[EXERCISE OBJECTIVE]: Can you continue the overview of Thornton Wilder's novel Theophilus North below, picking up right after its final sentence?

[PROVIDED TEXT]:
'''

Theophilus
North
Published:
1973
Type: Novel
The last of
Wilder’s works published during his lifetime, this novel is part
autobiographical and part the imagined adventure of his twin brother who died
at birth. Setting out to see the world in the summer of 1926, Theophilus North
gets as far as Newport, Rhode Island, before his car breaks down. Soon the
young man finds himself playing the roles of tutor, spy, confidant, lover,
friend, and enemy as he becomes entangled in the intrigues of both upstairs and
downstairs in a glittering society dominated by leisure.
Overview
by Matthew
Angelo
http://www.twildersociety.org/works/theophilus-north/
Plot
Summary
After a lifetime
of achievement, at the age of 76, Thornton Wilder wrote his last novel,
Theophilus North. The story of a restless schoolteacher who leaves his post in
pursuit of more adventurous living strongly suggests autobiography. However,
Wilder’s intention was really quite different; he was drawing not on his
experience but fabricating someone else’s. In a letter to a Yale classmate
Wilder explains, “I was born an identical twin; he lived an hour; if he had
survived his name would have been Theophilus […] I wrote his memoirs.”1 Thus,
Wilder imagined a life for his brother—and what a fantastic life he imagined!
The novel
recounts Theophilus’s summer in the “nine cities” of Newport, but mostly in the
fifth and sixth: the esoteric world of the very rich and the modest working
middle-class of the present. Through Theophilus’s first-person narrative,
Wilder offers a picaresque, a characterization of life in the summer cottages
of the wealthy classes. Because of his rich education but lack of personal
wealth, Theophilus finds himself among all class types throughout the
novel—many days he shuffles from meetings with old-money aristocrat types to a
nightcap at Ms. Cranston’s, a boarding house for the servile class. This broad
access provides insights into class relations throughout the novel.
The story
begins with Theophilus resigning from his position as a schoolteacher in New
Jersey. As he is leaving his post—exhausted and bored—he explains, “I am
recapturing a spirit of play […] the play of childhood which is all imagination,
which improvises.”2 This newfound sense allows him to revisit the nine
ambitions that have occupied his life: to become an anthropologist,
archeologist, detective, actor, magician, lover, rascal, and free man. The most
startling fact is not the variety of ambitions Theophilus possesses but that
all nine are in some way satisfied in a single summer.

'''

[RAW DATA]:

'''

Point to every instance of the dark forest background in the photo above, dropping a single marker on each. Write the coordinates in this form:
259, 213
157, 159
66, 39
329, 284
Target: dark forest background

'''

[EXERCISE ANSWER]:
After
leaving his post, Theophilus whimsically decides to revisit the coastal town
where he had served during WWI. It is here that he advertises himself as a
tutor of languages and a professional reader. In this capacity, Theophilus is
invited into the homes of several prominent persons of the town. As his
reputation in town grows, he is invited to mediate many intimate personal
matters among families; this he does with both playfulness and a shrewd
understanding of human behavior.
Given the
heroic and sometimes fantastical nature of his escapades, the novel could have
been titled The Adventures of Theophilus North, and run as a TV series. Each
chapter offers an isolated incident in which the protagonist intervenes to help
an individual in need—or rather, saves the day! From restoring the
self-confidence in an elderly man by shattering doubt cast by familial avarice,
to driving out counterfeiters; from stopping the elopement of a prominent
daughter, to helping a handicapped genius find the courage to date, Theophilus
leaves his clients with a new found sense of hope and a modest bill—$2 an hour
for all time spent. Although he is intimately involved in the affairs of his
clients, Theophilus remains at a distance from the real action of the Newport
society people; his outside position allows him to greatly affect but never to
enter the otherwise typical and stagnate action of the perennial city. This is
characterized by his refusal to accept any invitation to dinner and his
neglecting to attend the “Servant’s Ball,” an event he helped organize. In this
way he achieves his ninth and overarching ambition: to remain a “free-man.”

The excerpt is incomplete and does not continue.